[What you have to do] Your task is to retype each line of the data below exactly.
------------------------------------------------------------------------
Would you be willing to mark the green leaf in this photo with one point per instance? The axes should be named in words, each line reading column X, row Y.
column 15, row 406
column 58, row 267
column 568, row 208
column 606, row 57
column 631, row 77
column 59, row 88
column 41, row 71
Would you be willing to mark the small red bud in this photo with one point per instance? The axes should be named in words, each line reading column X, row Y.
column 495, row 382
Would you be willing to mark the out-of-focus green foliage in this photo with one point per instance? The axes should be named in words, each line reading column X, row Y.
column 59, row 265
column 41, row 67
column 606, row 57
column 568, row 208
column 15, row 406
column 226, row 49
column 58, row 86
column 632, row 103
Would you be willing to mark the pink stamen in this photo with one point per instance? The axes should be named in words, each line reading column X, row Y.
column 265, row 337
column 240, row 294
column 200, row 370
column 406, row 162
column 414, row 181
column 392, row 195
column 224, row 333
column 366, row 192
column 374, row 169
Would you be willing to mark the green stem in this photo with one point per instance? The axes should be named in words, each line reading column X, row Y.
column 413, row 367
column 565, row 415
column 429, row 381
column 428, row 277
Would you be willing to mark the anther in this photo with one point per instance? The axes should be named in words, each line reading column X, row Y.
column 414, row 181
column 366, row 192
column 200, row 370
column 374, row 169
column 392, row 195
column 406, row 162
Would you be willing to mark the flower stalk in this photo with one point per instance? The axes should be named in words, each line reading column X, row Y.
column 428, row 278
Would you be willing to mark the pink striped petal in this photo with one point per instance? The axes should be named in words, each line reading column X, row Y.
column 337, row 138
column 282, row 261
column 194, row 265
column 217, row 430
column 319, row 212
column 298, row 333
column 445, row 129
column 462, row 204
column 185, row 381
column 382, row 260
------------------------------------------------------------------------
[Correct result]
Would you be willing to mark the green leaf in this photo with one point per instance? The axes should be named in words, each line reading column X, row Y.
column 15, row 406
column 58, row 267
column 568, row 208
column 606, row 57
column 631, row 77
column 59, row 88
column 41, row 71
Would you be willing to mark the small red bud in this photo with one point per instance? The axes should be named in words, each line reading column X, row Y.
column 495, row 382
Would you be willing to mark the out-of-focus green foliage in this photo with one point per instance? The axes should be named in words, each line reading column X, row Y.
column 59, row 265
column 41, row 67
column 606, row 57
column 568, row 208
column 15, row 406
column 226, row 49
column 58, row 86
column 632, row 103
Would you be willing to mark the pink stamen in this photo with one point per instance? The axes should be named in words, each line reading column X, row Y.
column 265, row 337
column 240, row 294
column 200, row 370
column 406, row 162
column 414, row 181
column 392, row 195
column 224, row 333
column 366, row 192
column 374, row 169
Would you be willing to mark the green stem in this photo with one point per instance? The axes should be named in words, each line reading column X, row Y.
column 413, row 367
column 565, row 415
column 429, row 381
column 428, row 277
Would you be willing to mark the anther in this photo with one point per instance? The axes should be named in words, each line reading column X, row Y.
column 414, row 181
column 366, row 192
column 200, row 370
column 374, row 169
column 392, row 195
column 406, row 162
Would you be willing to mark the flower stalk in this photo with one point per instance? The axes should be named in words, each line reading column X, row Y.
column 428, row 278
Would you be willing to mark the pink striped petal in this photo with one point per instance? The axes should be named in words, each line reading column X, row Y.
column 337, row 138
column 282, row 261
column 194, row 265
column 217, row 430
column 319, row 212
column 298, row 333
column 445, row 129
column 462, row 204
column 185, row 381
column 382, row 260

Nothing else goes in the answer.